To do - Copy out the records below, swapping in "image" wherever "aerial photo" occurs and leaving every other word untouched.

Dataset rows -

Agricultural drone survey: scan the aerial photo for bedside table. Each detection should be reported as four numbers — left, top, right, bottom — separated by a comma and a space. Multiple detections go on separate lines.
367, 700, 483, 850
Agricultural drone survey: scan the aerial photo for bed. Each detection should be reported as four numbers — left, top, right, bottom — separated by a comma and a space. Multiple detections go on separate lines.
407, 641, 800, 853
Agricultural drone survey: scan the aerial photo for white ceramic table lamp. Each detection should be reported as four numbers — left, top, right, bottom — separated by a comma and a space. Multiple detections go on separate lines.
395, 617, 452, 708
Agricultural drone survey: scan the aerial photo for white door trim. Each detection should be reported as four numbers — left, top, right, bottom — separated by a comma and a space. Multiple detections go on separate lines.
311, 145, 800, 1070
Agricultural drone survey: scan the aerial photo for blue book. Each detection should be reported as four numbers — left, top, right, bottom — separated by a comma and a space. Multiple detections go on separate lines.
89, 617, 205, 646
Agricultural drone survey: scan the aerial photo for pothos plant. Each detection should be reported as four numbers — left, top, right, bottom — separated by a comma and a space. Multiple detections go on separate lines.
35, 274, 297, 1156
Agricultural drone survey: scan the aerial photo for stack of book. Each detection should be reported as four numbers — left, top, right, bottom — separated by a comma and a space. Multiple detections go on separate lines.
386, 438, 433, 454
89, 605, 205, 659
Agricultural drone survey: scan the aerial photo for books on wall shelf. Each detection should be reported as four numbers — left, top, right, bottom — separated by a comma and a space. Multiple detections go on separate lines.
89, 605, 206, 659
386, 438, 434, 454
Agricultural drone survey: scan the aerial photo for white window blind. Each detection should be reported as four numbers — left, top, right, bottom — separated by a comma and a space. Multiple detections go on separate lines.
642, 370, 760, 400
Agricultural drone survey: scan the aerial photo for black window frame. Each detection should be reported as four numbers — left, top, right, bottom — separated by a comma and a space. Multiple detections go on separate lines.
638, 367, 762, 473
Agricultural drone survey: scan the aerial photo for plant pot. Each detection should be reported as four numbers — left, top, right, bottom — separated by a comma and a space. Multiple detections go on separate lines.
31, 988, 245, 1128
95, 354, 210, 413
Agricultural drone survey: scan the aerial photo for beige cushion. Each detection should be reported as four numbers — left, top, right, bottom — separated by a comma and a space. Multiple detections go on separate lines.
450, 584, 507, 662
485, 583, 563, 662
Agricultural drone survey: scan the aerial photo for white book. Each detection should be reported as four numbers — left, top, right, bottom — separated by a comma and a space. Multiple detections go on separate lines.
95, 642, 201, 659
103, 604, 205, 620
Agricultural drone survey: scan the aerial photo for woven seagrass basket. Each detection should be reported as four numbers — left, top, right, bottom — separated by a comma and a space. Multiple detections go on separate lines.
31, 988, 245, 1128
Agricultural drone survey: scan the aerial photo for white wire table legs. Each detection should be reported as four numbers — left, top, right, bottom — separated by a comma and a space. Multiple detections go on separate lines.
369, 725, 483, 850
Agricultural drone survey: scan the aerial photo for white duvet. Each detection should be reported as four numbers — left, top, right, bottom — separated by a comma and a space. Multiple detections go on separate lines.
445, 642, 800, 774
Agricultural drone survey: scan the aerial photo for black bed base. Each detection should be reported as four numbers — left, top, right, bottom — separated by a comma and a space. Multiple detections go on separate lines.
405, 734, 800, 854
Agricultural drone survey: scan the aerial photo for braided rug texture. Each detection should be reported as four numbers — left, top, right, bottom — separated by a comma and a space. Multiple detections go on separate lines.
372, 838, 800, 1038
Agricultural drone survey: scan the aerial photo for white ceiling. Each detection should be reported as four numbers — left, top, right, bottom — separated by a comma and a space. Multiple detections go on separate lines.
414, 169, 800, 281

Answer for the task -
Agricultural drone survey: scan the image for bedside table. Each detection should be reported as four numbers — left, top, right, bottom — separated by a comma and a space. Multiple detections go on separate lines.
367, 700, 483, 850
Agricultural drone survey: scan the image for bed. Each detection should be reported as four numbers — left, top, right, bottom — separated by a comma and a space. Multiple detections go on separate lines.
407, 641, 800, 853
Agricultural drone survey: scan the image for white ceramic table lamp. Each detection should be reported as four numbers — left, top, right, bottom — separated by a comma and a space. Multiple detections go on separate lines.
395, 617, 452, 708
Agricultural drone survey: scan the image for white door trim. Each detection should be reported as four numbers — left, top, right, bottom — separated by a comma and a space. Multiple detections go on separate lines.
311, 145, 800, 1070
Agricultural drone survey: scan the image for blue book. Each detection should be reported as four numbers — left, top, right, bottom — separated by a comma and a space. Multiple detections go on separate lines.
89, 617, 205, 646
Agricultural drone survey: scan the image for pothos plant. Each detection should be reported as four numbers — left, top, right, bottom — separated by a comma and a space. Multiple detections go on separate lines.
35, 274, 297, 1156
Agricultural drone survey: scan the image for stack of book. Each detection should be reported as four numbers — left, top, right, bottom — separated by a comma and a space. Multiple detections go on separate lines.
386, 438, 433, 454
89, 605, 205, 659
Agricultural drone survey: scan the image for books on wall shelf. Each detection should be reported as four numbers — left, top, right, bottom — separated by a comma and a space. Multiple detections go on separate lines.
89, 605, 206, 659
386, 438, 434, 454
Agricultural drone survey: scan the image for white window blind. Each detection should be reported as four numbers — left, top, right, bottom — separated by a comma and a space. Multiple detections go on separate lines.
642, 370, 760, 400
Agricultural drone survey: scan the image for black window frame. Each detection should be reported as four numbers — left, top, right, bottom — separated by a comma and a space. Multiple detections go on separate lines.
638, 367, 762, 473
Agricultural drone survey: scan the image for plant pot. Each detection should be reported as four numbers — left, top, right, bottom — separated by a comma and a space. Multiple detections go on separate lines.
31, 988, 245, 1128
95, 354, 210, 413
Agricultural drone survey: scan the image for beige cushion. Each detection should be reported as four numbers — left, top, right, bottom — separated by a comma and a space. Multiple detections go on separate lines.
450, 584, 507, 662
485, 583, 563, 662
Agricultural drone survey: scan the image for white book. Each detection should be reported as four numbers — left, top, right, bottom — separated by a comma and a space. Multiple detections go on separate lines.
95, 642, 201, 659
103, 604, 205, 620
Agricultural drone survey: scan the image for woven seagrass basket. Each detection should be reported as four numbers — left, top, right, bottom — separated by a comma and a space. Multiple detections go on separate lines.
31, 988, 245, 1128
Agricultural drone survey: scan the image for white wire table legs. Each detection should be reported as four numbers — left, top, right, bottom — separated by a comma and a space. Multiple detections go on separate lines.
369, 725, 483, 850
Agricultural drone survey: scan the image for white duvet. Each detection should be reported as four numbers — left, top, right, bottom — separated by a comma and a space. Multiple detections go on separate lines.
445, 642, 800, 774
Agricultural drone survey: scan the image for black bed base. Each detection should be reported as four numbers — left, top, right, bottom — separated by a comma and a space. Multiple detections go on separate lines.
405, 734, 800, 854
Agricultural drone survey: scan the image for braided rug texture. Each detection should be reported as four numbers — left, top, right, bottom — separated by a comma and a space. Multiple detections go on separate lines.
372, 838, 800, 1038
Agricultural drone survey: scan the image for white ceiling. Each detection should be reported as four numbers — left, top, right, bottom — separated by a comma and a space. Multiple detections go on separate lines.
414, 169, 800, 281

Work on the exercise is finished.